(Point labeling dataset excerpts)
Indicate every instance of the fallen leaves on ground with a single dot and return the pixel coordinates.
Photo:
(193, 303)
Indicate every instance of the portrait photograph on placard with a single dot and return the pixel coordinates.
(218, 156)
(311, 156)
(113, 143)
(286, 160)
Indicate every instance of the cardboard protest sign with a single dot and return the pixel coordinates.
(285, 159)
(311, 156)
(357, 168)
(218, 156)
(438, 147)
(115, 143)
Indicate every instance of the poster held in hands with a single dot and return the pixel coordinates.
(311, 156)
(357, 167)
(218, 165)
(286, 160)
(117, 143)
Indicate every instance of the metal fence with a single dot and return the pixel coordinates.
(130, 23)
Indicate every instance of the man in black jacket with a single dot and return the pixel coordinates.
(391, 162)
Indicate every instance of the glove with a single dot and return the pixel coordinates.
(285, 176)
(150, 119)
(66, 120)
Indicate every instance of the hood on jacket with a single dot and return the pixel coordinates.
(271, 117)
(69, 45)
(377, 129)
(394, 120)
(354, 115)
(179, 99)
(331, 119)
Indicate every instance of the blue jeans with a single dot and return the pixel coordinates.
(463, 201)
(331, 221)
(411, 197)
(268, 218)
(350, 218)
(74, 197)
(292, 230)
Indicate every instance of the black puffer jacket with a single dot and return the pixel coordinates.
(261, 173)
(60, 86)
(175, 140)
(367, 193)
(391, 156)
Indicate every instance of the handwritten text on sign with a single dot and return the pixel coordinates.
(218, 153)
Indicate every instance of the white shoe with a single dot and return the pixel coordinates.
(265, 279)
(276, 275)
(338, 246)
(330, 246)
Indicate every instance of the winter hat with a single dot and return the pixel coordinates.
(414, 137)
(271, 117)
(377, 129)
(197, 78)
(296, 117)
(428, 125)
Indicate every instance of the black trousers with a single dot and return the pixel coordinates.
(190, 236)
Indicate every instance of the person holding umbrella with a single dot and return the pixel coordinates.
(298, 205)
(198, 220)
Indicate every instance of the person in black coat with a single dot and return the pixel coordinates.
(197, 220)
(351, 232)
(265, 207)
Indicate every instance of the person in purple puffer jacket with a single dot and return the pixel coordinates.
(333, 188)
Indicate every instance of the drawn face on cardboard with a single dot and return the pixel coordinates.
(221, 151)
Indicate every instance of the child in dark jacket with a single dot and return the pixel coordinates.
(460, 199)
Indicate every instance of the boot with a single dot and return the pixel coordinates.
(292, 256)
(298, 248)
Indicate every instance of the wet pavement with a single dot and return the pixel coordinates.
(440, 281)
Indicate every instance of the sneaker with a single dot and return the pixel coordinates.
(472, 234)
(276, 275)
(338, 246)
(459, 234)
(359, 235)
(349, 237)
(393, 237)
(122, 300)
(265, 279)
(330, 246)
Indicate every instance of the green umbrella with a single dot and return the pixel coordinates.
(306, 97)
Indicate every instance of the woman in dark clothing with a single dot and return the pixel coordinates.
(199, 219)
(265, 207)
...
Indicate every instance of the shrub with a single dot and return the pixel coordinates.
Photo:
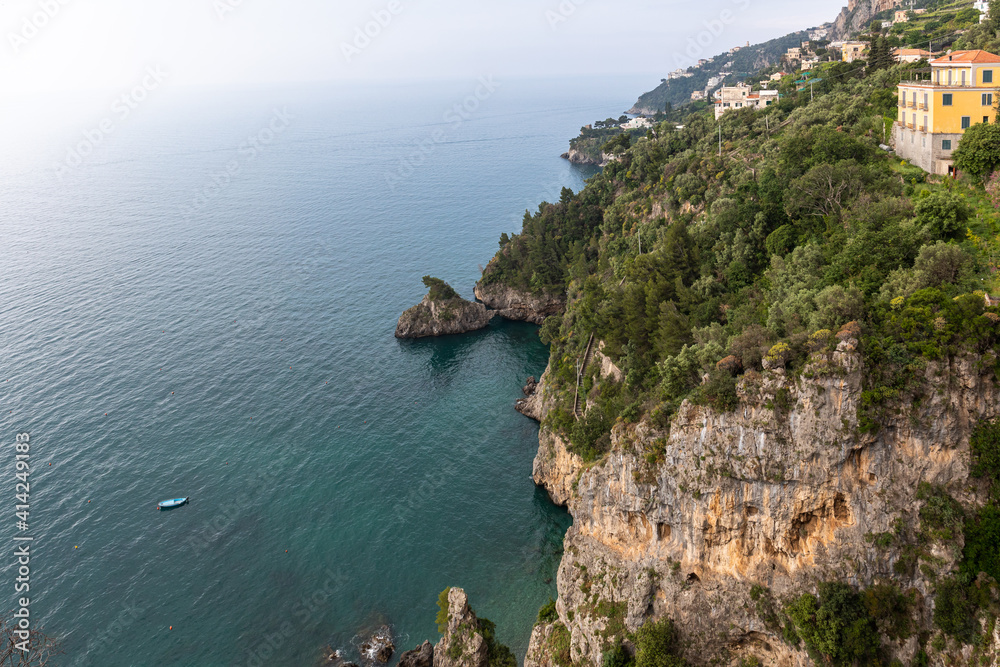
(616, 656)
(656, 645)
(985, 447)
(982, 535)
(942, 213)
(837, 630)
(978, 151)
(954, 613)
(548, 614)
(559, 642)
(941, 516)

Set exercise:
Display every line of the records that contains the string "puffer", treating uppercase and lowercase letters as distinct.

Full response:
Indicate every instance of the black puffer jacket with a single dot and return the pixel coordinates.
Indicate every instance of the person in purple puffer jacket with a single dot and return the pixel coordinates.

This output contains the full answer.